>> start GIVEN DATA

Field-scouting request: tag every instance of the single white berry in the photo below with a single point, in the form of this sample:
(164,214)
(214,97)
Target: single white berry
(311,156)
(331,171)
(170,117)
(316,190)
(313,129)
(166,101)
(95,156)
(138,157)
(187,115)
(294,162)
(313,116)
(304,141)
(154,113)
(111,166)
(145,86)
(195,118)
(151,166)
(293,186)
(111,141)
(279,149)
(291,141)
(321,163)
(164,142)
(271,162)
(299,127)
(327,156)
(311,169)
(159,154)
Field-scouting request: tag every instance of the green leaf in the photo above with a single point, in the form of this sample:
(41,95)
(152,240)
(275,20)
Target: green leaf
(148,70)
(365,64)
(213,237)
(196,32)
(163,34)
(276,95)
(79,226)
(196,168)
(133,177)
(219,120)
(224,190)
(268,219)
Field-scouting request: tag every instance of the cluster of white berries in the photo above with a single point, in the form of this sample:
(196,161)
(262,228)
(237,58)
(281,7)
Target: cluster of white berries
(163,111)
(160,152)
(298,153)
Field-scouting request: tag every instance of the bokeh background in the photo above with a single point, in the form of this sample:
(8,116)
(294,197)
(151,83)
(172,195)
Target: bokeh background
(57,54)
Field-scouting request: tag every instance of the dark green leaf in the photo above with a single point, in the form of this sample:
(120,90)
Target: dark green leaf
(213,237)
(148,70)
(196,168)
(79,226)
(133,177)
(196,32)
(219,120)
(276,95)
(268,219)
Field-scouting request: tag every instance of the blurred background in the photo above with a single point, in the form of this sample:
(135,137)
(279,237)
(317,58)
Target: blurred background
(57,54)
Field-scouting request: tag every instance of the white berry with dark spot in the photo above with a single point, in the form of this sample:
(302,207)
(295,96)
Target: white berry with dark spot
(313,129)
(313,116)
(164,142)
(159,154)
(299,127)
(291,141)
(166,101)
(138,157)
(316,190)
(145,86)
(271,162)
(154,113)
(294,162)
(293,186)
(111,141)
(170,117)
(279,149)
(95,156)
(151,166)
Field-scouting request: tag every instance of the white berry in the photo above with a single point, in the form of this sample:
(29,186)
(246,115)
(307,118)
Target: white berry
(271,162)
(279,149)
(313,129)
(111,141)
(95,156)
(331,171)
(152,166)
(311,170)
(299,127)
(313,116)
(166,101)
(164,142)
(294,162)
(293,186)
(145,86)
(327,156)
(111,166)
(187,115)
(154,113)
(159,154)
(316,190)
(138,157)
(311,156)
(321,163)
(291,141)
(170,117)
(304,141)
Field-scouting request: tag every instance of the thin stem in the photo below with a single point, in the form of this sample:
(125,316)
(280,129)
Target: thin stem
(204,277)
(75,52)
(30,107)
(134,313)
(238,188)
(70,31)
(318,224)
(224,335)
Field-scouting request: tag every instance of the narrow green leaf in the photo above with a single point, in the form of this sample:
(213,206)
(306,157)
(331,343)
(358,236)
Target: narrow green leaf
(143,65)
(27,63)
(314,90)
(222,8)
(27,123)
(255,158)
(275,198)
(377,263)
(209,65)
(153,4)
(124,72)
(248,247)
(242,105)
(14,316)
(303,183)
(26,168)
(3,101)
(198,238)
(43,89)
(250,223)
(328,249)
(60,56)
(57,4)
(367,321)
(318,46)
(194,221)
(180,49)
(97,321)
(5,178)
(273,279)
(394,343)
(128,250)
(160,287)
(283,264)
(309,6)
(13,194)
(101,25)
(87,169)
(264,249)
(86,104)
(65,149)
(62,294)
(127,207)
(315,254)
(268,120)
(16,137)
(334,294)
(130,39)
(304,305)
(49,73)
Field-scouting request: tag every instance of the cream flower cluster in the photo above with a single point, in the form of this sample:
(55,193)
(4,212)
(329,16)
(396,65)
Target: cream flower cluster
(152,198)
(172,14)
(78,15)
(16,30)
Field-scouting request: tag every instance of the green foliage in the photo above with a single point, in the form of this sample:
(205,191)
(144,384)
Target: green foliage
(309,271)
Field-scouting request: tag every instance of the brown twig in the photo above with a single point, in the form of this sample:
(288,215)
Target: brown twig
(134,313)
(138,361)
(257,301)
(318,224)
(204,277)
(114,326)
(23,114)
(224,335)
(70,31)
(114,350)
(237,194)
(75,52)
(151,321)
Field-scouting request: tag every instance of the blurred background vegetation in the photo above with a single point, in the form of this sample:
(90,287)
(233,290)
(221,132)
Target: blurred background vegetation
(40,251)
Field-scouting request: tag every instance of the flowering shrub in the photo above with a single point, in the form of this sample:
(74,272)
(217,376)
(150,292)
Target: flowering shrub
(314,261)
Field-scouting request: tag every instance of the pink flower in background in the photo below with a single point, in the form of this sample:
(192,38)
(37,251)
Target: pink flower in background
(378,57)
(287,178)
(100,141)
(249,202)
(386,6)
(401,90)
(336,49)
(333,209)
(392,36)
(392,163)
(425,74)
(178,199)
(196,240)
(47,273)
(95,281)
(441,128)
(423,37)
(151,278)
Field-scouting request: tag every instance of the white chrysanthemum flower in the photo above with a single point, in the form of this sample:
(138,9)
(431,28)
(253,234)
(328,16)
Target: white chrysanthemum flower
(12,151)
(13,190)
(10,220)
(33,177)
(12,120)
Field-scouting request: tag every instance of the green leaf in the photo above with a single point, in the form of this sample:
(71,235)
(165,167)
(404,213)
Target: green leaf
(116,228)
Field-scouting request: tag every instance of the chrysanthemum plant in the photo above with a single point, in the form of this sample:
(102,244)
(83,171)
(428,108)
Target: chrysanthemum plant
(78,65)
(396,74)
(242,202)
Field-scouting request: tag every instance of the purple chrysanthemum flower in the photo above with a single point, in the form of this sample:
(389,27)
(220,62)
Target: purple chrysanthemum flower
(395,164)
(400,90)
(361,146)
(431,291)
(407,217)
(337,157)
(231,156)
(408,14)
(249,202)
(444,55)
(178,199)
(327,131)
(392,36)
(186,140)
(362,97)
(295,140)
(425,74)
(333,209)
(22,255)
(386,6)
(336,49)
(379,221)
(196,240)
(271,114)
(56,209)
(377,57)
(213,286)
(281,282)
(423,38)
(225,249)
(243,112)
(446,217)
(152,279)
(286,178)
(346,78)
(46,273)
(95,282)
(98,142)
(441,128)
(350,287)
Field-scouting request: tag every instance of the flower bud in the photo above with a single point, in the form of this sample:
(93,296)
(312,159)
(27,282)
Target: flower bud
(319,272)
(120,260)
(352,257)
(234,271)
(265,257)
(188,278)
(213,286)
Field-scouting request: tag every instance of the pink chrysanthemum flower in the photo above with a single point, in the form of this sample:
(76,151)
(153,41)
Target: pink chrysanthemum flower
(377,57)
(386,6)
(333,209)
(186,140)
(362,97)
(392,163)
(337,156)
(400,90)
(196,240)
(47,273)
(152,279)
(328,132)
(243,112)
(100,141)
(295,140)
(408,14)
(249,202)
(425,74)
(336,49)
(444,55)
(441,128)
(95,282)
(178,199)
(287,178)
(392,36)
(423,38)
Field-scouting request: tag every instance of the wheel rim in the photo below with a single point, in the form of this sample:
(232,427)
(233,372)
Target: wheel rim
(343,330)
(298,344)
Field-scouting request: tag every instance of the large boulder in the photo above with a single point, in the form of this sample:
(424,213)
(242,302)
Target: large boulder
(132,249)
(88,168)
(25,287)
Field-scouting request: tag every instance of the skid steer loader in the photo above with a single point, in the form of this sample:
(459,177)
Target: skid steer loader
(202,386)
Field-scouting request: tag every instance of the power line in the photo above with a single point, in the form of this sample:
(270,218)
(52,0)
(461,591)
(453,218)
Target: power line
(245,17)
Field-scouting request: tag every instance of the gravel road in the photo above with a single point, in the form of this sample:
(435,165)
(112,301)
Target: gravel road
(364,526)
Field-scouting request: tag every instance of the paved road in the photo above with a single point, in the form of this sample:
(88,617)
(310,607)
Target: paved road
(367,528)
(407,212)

>> end GIVEN DATA

• [DO THIS]: Write out exactly the final stretch of the records: the line containing "Field-scouting request: tag every instance of the skid" and every line after it, through the last, and nothing else.

• [TASK SOLUTION]:
Field-scouting request: tag every instance of the skid steer loader in the photo above with a single point, in the form of this sample:
(459,177)
Target: skid steer loader
(202,386)
Field-scouting request: tag every instance of the power line in the photo above with a single point, in the form of this sample:
(270,218)
(52,0)
(461,591)
(453,218)
Target: power line
(245,17)
Field-scouting request: tag every instance of the gravel road in the photo above with a single point, in the form of this sample:
(435,165)
(112,301)
Target: gravel road
(364,526)
Field-scouting request: tag every instance of the paved road in the photo above with a single point, in the form of this sample:
(88,617)
(310,607)
Target: paved road
(367,528)
(407,212)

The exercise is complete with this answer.